> Short problem
Can you lay out the rows below as a JSON list of strings, with one string per line and any blank lines left out?

> Records provided
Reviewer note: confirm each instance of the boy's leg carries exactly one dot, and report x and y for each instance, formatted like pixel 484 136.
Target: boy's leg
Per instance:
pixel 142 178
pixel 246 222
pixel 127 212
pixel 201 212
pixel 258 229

> Response to this task
[
  "Reviewer note: confirm each instance of the boy's leg carries exactly one dot, and report x and y for each instance, formatted like pixel 484 136.",
  "Target: boy's leg",
  "Per instance:",
  "pixel 142 178",
  "pixel 246 222",
  "pixel 127 212",
  "pixel 201 212",
  "pixel 258 229"
]